**Task material:**

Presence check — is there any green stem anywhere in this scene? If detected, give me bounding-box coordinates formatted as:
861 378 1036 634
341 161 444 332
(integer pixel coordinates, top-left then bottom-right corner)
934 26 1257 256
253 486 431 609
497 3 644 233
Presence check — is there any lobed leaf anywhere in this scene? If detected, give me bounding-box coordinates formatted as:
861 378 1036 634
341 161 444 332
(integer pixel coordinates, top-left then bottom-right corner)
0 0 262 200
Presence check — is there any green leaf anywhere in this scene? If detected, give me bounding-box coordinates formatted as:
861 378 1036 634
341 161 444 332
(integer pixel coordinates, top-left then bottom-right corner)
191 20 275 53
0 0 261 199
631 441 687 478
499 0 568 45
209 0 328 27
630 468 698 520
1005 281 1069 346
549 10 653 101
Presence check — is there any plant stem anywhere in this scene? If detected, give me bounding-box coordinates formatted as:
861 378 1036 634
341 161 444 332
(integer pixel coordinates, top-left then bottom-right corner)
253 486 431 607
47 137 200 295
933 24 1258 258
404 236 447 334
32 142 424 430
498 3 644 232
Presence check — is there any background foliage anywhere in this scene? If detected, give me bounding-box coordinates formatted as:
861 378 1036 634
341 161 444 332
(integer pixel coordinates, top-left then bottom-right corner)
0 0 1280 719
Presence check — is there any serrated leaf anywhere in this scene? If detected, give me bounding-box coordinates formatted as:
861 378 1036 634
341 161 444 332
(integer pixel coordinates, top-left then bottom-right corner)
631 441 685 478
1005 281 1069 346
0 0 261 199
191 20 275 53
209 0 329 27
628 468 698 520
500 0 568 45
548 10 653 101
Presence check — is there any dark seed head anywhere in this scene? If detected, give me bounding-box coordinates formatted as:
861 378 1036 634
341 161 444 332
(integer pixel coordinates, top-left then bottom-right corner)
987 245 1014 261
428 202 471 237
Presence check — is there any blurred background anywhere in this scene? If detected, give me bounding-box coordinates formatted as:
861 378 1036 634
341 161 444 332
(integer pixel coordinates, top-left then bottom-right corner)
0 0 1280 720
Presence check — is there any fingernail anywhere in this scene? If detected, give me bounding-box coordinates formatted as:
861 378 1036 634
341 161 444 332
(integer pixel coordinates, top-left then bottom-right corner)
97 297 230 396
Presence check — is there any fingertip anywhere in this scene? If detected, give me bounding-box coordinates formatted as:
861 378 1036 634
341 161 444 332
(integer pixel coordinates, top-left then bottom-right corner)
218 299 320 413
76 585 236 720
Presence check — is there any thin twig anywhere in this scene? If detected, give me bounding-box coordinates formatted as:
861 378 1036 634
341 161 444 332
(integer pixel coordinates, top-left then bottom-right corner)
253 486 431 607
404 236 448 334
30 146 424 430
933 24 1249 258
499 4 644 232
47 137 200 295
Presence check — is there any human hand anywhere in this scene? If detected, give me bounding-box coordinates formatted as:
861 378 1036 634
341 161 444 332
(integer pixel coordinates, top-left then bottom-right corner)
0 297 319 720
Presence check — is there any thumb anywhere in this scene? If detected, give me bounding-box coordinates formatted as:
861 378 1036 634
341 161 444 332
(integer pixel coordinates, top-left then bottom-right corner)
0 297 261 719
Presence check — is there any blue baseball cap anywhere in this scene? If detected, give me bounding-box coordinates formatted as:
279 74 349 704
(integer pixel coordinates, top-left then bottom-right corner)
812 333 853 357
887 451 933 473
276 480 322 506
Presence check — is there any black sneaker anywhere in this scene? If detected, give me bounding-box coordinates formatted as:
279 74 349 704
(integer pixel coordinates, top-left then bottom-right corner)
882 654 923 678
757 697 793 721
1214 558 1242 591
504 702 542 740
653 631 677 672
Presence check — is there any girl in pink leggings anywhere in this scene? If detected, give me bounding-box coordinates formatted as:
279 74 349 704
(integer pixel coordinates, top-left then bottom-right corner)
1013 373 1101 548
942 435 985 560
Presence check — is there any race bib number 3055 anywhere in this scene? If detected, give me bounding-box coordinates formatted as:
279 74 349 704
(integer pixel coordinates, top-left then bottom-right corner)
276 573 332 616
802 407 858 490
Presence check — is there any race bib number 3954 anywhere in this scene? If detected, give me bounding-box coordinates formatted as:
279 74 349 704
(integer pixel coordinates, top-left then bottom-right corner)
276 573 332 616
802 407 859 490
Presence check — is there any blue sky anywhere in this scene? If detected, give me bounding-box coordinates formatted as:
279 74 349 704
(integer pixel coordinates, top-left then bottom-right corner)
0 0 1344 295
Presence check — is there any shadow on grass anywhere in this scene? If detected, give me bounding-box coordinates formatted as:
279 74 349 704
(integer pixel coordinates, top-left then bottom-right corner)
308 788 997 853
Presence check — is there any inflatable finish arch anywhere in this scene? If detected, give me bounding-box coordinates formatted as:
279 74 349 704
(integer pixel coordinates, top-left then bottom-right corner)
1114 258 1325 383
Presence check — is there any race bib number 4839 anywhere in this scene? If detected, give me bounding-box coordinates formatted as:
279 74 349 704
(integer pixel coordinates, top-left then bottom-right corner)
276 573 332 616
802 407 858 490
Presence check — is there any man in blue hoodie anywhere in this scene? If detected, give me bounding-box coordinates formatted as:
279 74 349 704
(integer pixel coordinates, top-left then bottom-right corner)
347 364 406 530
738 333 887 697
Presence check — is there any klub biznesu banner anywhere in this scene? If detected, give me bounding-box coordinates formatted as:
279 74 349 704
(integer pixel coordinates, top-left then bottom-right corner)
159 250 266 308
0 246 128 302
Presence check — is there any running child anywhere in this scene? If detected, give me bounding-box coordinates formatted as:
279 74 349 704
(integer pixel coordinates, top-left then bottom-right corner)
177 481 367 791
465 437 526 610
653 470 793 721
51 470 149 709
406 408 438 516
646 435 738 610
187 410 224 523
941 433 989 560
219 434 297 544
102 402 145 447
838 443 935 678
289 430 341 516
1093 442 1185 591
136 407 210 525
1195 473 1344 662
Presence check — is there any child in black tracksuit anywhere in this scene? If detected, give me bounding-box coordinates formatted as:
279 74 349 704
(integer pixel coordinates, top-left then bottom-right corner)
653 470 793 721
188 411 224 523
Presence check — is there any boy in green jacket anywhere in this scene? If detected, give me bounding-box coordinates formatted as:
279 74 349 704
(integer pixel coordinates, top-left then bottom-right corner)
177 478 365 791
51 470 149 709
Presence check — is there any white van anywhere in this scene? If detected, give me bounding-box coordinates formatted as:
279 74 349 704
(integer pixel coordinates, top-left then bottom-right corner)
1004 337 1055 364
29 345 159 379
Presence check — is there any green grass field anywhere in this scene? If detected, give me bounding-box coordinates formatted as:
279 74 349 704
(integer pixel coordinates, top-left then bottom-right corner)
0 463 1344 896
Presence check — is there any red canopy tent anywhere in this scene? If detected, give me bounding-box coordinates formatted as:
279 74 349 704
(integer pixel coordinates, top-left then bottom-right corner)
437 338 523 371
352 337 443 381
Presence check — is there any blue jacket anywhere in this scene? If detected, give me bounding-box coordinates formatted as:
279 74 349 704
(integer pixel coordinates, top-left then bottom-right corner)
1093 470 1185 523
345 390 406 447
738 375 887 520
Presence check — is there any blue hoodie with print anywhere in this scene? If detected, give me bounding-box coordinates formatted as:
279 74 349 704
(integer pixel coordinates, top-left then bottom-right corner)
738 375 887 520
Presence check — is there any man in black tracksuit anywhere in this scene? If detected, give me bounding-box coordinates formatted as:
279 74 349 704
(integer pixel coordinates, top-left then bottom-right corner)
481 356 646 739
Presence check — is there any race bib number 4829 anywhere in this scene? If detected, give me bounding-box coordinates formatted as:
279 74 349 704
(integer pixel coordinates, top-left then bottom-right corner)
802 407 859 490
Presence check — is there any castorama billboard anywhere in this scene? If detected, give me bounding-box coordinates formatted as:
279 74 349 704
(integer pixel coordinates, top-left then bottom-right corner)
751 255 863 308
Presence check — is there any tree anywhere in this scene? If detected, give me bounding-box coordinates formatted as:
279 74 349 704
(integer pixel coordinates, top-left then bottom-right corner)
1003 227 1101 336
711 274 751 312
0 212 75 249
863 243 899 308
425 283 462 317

**Task prompt:** Please rescale the entries starting at the very first line and ending at the line that contains "0 0 1280 720". Reproduce only those lines, requests included, multiplying each bounding-box coordinate in the answers by 0.65 and rounding to whole numbers with halves rounded up, and leave the numbers in the requests and their format samples unchanged.

**Exercise response:**
Presence check — is there any green stem anywhere in this scene? If detected, give me bounding-box coordinates formatted as:
861 378 1036 634
341 161 444 332
(integer pixel coordinates, top-left then bottom-right corner)
607 17 817 166
164 316 280 396
323 2 419 151
Presence check — is there any lobed leaf anywhere in this scene? If detected, give me bounding-box coordinates formatted as:
861 378 1036 634
341 161 444 332
(integer pixel coordinates, top-left then bottom-right corner)
0 0 170 130
Presence check — is there any green leaf anywhere in this scene? If detected, give me bounding-box coordinates formatted as:
861 378 1036 634
341 161 444 332
(integer pixel coordinates, top-left then bottom-right corner)
124 13 179 34
0 0 170 129
410 287 447 311
324 0 369 29
136 0 213 18
410 304 454 338
653 183 695 225
357 7 424 66
Presence check — is there any plant stem anywhere in this scene? If detected, give me bounding-box coordinates formatted as:
861 378 1036 634
341 161 444 332
(integer pixel coordinates, top-left then bottom-right corner)
164 316 280 395
31 89 130 192
606 16 818 168
263 153 291 217
21 92 276 280
324 2 419 151
Presence check — is there any background foliage anywhere in this scene? If detected, give me bounding-box coordinates formatted as:
861 378 1036 634
341 161 444 332
(integer pixel coordinates, top-left then bottom-right corner)
0 0 832 467
Presence check — is there any serrated leaf anywhere in this scene? If detected, give me bounding-box coordinates formatted as:
861 378 1036 634
341 161 444 332
(integer pixel coordinates, top-left then bottom-right corner)
410 287 445 311
653 183 695 225
0 0 170 129
124 13 179 34
136 0 214 18
408 304 454 338
325 0 369 29
356 7 424 66
Presence check — is there any dark seed head anywhere in this scene? If detected, give me bounding-box coordinates formatted as:
861 378 1036 634
341 161 444 332
(integer pixel coordinates, top-left then bottom-right corner)
642 159 659 170
278 131 306 154
Presence check — is there any blurred background anywhere in this scene? If detected, give me bounding-box coordinates formatted as:
861 378 1036 634
341 161 444 332
(integer pixel coordinates, top-left then bottom-right corner)
0 0 832 468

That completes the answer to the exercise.